__QUOTED TEXT__.
----------

Be thinking about how can you make it as easy as possible for someone to do the work? How can they do it in their car? How can they do it while their kids are screaming and throwing a tantrum while they’re doing dishes? Like, people really appreciate having multiple ways to go through the course. I usually recommend some sort of video, have a transcript of your lesson, because a lot of people, and this is what I do, Sometimes I just read the transcript because I’m not, I don’t want to watch the whole video.
I’ll just skim the transcript. So have a transcript. Have some sort of like written Lesson and it doesn’t it doesn’t need to be word for word, but, like, the key steps because a lot of people, they don’t like watching videos. People don’t realize this, but not everyone wants to watch videos and then some sort of audio where they can take it on the go, or.
They can listen, maybe on their computer, but they don’t have to be watching because I listen to stuff all the time, but I don’t have the video pulled up off my screen. So be thinking about. The different ways people are going to consume your content and how you can allow them as much freedom as possible to do your course however you want, like you want to be the cool teacher that lets you have class outside, that lets you do class on the couch or at the swimming pool.
Yeah, I’m definitely one of those
people that does not like watching videos. I know so many people who are like, Oh, YouTube is incredible. YouTube is the best. I love watching YouTube and I just can’t get into it. I want to be able to multitask while I’m learning something so that my brain can process better.
And if I’m watching a video and I’m just sitting at my desk or sitting in bed, watching the video, I’m automatically going to get distracted because my hands want something else to do. But if I can listen, and that’s why I love podcasts so much. If I can listen while I learn. And also clean the house or do the dishes.
I’m going to process that information so much better. And it also feels so much easier to, there’s a lower barrier of entry. It feels like we listen, but I know that that’s not for everyone and that other people are video learners or kinetic and all of that, but. That I’m definitely one of those people that’s like, no, I’m not, I’m not interested in
video really at all.
I’m a similar way where when I’m consuming courses, I mean, I’m a busy business owner. I know you are as well. I don’t always have a ton of time to watch a video, but if I can listen and I can knock out my social media for the month, or I can do all the dishes that are in my sink, I’m so much more likely to do it.
And I think that’s pretty much how everyone feels because. Whenever I talk to people about so often for clients after a big launch will do a why didn’t you buy survey and this is super helpful information. I’m sure you’ve probably done this in your business to where you ask people. Hey, why didn’t you buy my course?
And the number 1 response is I didn’t have time to go through this course. So if you can think about how to solve that problem for people before you’re doing the launch, like, that’s going to make your life so much easier of saying, hey, I know you’re busy, but you can listen to the podcast. Um, the lessons are only 10 minutes long.
You can read the transcript. If you don’t want to watch the video, like, people really appreciate that freedom. I love that so
much. So many different good ways to get them that information in a way that. is attainable for different people and different learning styles. And then also, if they do look at the checklist that you give them or read the transcript and they’re like, I want to actually see this visually, they have the ability, but you’ve drawn them in at that point instead of, Oh, I don’t have any way except the video.
Okay. Well, I’ll get to it at some point.
Yeah, and assume that people are going to do the bare minimum. This sounds terrible, but when as an edge, yeah, when as an educator, you just assume, okay, what is the bare minimum that someone would need to have success? Um, and every time I’ve ever looked at a client’s course, literally every time it’s.

----------

[Some records]

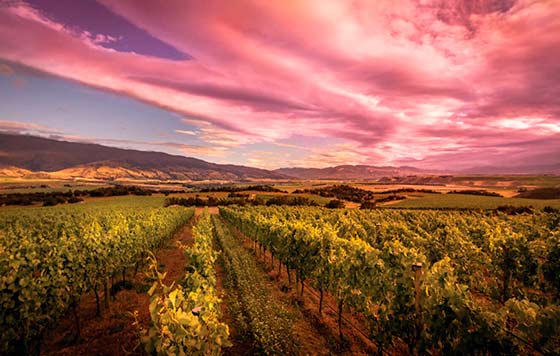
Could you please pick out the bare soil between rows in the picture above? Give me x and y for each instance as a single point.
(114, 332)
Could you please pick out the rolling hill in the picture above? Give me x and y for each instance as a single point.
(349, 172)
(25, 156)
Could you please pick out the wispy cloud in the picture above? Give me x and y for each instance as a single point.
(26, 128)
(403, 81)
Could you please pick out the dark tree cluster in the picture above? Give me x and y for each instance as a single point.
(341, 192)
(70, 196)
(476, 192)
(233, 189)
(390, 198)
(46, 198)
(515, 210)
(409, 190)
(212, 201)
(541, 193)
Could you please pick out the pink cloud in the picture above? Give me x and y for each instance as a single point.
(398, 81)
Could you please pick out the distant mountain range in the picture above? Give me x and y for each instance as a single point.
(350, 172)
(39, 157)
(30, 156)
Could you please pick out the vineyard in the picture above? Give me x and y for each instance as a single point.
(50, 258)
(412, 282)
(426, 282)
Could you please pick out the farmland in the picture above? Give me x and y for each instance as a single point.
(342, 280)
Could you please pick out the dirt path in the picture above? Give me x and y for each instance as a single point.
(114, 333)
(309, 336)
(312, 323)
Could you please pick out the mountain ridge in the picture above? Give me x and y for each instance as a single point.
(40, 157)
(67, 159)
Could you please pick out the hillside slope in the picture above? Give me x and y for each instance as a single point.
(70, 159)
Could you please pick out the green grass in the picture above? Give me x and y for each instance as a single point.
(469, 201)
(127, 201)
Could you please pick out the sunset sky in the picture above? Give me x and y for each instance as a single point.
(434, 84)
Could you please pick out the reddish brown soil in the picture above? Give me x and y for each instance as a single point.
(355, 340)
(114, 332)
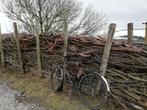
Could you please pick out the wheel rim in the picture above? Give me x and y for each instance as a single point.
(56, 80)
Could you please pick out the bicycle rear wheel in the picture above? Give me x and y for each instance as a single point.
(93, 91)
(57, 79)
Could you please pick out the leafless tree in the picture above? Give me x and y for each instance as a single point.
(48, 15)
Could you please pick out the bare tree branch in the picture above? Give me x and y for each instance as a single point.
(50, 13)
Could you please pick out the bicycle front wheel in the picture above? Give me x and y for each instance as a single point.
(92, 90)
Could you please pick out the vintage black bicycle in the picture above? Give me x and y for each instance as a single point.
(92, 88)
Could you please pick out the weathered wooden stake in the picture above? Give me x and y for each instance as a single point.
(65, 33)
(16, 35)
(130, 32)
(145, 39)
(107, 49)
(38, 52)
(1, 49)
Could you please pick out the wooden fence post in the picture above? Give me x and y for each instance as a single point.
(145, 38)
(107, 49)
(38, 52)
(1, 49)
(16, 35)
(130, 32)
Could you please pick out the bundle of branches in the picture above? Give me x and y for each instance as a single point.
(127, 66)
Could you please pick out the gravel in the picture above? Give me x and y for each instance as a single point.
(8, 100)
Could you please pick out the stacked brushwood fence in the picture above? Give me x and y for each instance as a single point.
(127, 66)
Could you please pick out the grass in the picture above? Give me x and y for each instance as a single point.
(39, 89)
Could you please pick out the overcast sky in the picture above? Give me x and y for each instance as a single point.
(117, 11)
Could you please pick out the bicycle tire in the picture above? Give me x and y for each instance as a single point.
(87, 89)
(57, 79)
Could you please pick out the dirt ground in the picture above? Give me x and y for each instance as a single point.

----------

__REQUIRED ACTIONS__.
#1 Copy the listing word for word, from the line containing "Could you please pick out the bicycle tire" down to the end of the listing, including both of those lines.
#2 Write the next part of the conversation about making online courses easy for busy people to work through, starting right after its last sentence.

__ANSWERS IN ORDER__.
#1
Could you please pick out the bicycle tire in the picture above? Give me x and y for each instance as a single point.
(87, 89)
(57, 79)
Could you please pick out the dirt ground in the picture above? Give me x and y for each instance as a single point.

#2
too long, we end up taking lessons out because it’s really tempting to, you get really excited about your course, you’re brainstorming it. And I do this too, by the way, when I make courses in my own business. And I’m like, here are the 100 lessons I’m going to do to give them everything they ever need to know about this topic.
That’s super overwhelming. Don’t do that. People want the shortcut and you can always give them more information. You can add bonuses. You can add like a part 2 lesson, but at that surface level, you want it to be as approachable as possible. And a lot of people, like a lot of people, the reason they joined your course is because they want the shortcut.
They want to use their time efficiently. And to get the results. So if you record a 2 hour workshop where you’re screen recording your entire video, like there’s times where that can be helpful, but there’s also times where no one’s going to watch that. And so I always tell people just like, give people the bare minimum to do.
And often once they have that, they will go farther on their own, they will explore the bonuses, they’ll explore the extra lessons. But if you include that all from the beginning, they will log into your course, panic, run away, and never want to log in again, which happens a lot, unfortunately. People will join
your course because they want the shortcut.
That is so good because you’re right. We don’t, we don’t want everything. We just want, I want the easiest and fastest way to X, whatever that is. Also, if you really minimize what you’re putting in the course, it’s going to be so much easier to market it and to launch it because you can give one clear transformation versus I’m going to give you everything you need to know about how to market a course that they don’t want that.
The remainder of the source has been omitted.